▸ **WHAT YOU ARE ASKED TO DO**
According to the text on deaths under the Iraq sanctions, what number of excess deaths among children under five did Richard Garfield estimate as most likely for 1990 through March 1998?
------ STUDY TEXT ------
The humanitarian disaster resulting from sanctions against Iraq has been frequently cited as a factor that motivated the September 11 terrorist attacks. Osama bin Laden himself mentioned the Iraq sanctions in a recent tirade against the United States. Critics of US policy in Iraq claim that sanctions have killed more than a million people, many of them children. Saddam Hussein puts the death toll at one and a half million. The actual numbers are lower than that, although still horrifying.
Changing American policy in Iraq is an urgent priority, both for humanitarian reasons and as a means of addressing an intensely felt political grievance against the United States. An opportunity for such a change may come soon, as the UN Security Council considers a "smart sanctions" plan to ease civilian sanctions. As we work to change US policy and relieve the pain of the Iraqi people, it is important that we use accurate figures and acknowledge the shifting pattern of responsibility for the continuing crisis.
The grim question of how many people have died in Iraq has sparked heated debate over the years. The controversy dates from 1995, when researchers with a Food and Agricultural Organization (FAO) study in Iraq wrote to The Lancet, the journal of the British Medical Society, asserting that sanctions were responsible for the deaths of 567,000 Iraqi children. The New York Times picked up the story and declared "Iraq Sanctions Kill Children." CBS followed up with a segment on 60 Minutes that repeated the numbers and depicted sanctions as a murderous assault on children. This was the program in which UN ambassador (and later Secretary of State) Madeleine Albright, when asked about these numbers, coldly stated, "The price is worth it."
Albright's comments were shocking, as were the numbers, but doubts were soon raised about their validity. A January 1996 letter to The Lancet found inconsistencies in the mortality figures. A follow-up study in 1996, using the same methodology, found much lower rates of child mortality. In October 1997 the authors of the initial letter wrote again to The Lancet, this time reporting that mortality rates in the follow-up study were "several-fold lower than the estimate for 1995–for unknown reasons." While the initial report of more than 567,000 deaths attracted major news coverage, the subsequent disavowal of those numbers passed unnoticed in the press.
The two most reliable scientific studies on sanctions in Iraq are the 1999 report "Morbidity and Mortality Among Iraqi Children," by Columbia University's Richard Garfield, and "Sanctions and Childhood Mortality in Iraq," a May 2000 article by Mohamed Ali and Iqbal Shah in The Lancet. Garfield, an expert on the public-health impact of sanctions, conducted a comparative analysis of the more than two dozen major studies that have analyzed malnutrition and mortality figures in Iraq during the past decade. He estimated the most likely number of excess deaths among children under five years of age from 1990 through March 1998 to be 227,000. Garfield's analysis showed child mortality rates double those of the previous decade.
Ali, a researcher at the London School of Hygiene and Tropical Medicine, and Shah, an analyst for the World Health Organization in Geneva, conducted a demographic survey for UNICEF in cooperation with the government of Iraq. In early 1999 their study surveyed 40,000 households in south-central Iraq and in the northern Kurdish zone. In south-central Iraq, child mortality rates rose from 56 per 1,000 births for the period 1984-89 to 131 per 1,000 for the period 1994-99. In the autonomous Kurdish region in the north, Ali and Shah found that child mortality rates actually fell during the same period, from 80 per 1,000 births to 72 per 1,000.
------ MATERIAL PROVIDED ------
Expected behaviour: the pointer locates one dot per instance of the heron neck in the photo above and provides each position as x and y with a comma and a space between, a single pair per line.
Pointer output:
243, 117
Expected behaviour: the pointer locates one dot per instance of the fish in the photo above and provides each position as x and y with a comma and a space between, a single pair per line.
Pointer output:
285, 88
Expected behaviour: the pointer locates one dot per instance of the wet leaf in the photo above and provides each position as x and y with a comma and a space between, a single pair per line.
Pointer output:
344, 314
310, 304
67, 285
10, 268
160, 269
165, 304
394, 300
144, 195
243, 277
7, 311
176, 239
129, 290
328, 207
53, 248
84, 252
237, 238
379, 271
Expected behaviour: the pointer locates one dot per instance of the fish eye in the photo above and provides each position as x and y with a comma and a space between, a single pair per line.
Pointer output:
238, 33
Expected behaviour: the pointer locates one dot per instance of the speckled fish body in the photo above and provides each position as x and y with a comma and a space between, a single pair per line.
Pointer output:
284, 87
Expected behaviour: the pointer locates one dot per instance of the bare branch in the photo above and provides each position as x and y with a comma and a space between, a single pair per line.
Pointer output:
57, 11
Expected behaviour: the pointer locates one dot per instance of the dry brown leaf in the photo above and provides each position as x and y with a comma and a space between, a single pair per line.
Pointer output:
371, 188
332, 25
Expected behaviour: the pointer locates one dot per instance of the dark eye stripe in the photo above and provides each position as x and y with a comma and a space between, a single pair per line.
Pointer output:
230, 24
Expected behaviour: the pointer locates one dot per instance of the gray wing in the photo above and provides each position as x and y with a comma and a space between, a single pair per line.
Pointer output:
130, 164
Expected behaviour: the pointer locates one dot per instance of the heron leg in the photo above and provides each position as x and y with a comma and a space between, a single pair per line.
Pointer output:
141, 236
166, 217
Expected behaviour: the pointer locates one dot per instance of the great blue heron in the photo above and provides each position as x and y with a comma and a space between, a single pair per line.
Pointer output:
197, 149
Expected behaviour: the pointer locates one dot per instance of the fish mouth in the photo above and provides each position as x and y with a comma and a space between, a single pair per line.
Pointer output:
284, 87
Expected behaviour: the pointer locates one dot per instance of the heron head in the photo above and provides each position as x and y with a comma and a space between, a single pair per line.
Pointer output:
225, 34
------
▸ **ANSWER**
227,000